→ **本文抜粋**
******
勘定科目は自由に設定できるため、ガソリン代を「車両費」とするか「旅費・交通費」とするかなど、複数の選択肢から選ぶケースがあります。

 

会社によって会計ルールが異なる可能性もあるため、実務に入る前に確認しておきましょう。

 

一般的な勘定科目を使用する

勘定科目は「誰が見ても理解できる一般的な科目」を使用するのが一般的です。

 

特有の勘定科目を設定すると、取引内容が不明確になったり他社と比較しづらくなります。社内だけでなく、税理士や会計士など社外の人が見る可能性も考慮しなければなりません。

 

設定すべき勘定科目がわからない場合は、会計ソフトにあらかじめ設定されている勘定科目を基準にするとよいでしょう。

 

勘定科目をむやみに変更すると、集計結果の事業年度ごとの比較が難しくなるため、使用ルールはあらかじめ定めて一貫性を持って使用することが大切です。
******
→ **提供資料**
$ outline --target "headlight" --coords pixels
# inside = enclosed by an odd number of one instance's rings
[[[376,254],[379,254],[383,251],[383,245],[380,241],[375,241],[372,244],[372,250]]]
******
→ **作業内容**
(a) 勘定科目についての文章から、「勘定科目は「誰が見ても理解できる一般的な科目」を使用するのが一般的です。」で始まり「を基準にするとよいでしょう。」で終わる部分を一字一句違えずに書き写してください。
(b) 勘定科目についての文章によると、設定すべき勘定科目がわからない場合は何を基準にするとよいとされていますか。
(c) 勘定科目についての文章の最後の文に続けて、その先を書き進めてください。

→ **想定回答**
(a)
勘定科目は「誰が見ても理解できる一般的な科目」を使用するのが一般的です。

 

特有の勘定科目を設定すると、取引内容が不明確になったり他社と比較しづらくなります。社内だけでなく、税理士や会計士など社外の人が見る可能性も考慮しなければなりません。

 

設定すべき勘定科目がわからない場合は、会計ソフトにあらかじめ設定されている勘定科目を基準にするとよいでしょう。

(b) 会計ソフトにあらかじめ設定されている勘定科目です。

(c)
 

まとめ

まとめ:勘定科目とは?仕訳の科目一覧やポイント、必要な理由を解説

事業方針の決定や財務諸表の作成に関わる勘定科目は、日々の取引内容をわかりやすく分類して記録するための科目です。

 

会社が定めるルールに沿って、正しい勘定科目を使用しましょう。使用する勘定科目に迷った際は、本記事で紹介した勘定科目のリスト一覧を参考にしてください。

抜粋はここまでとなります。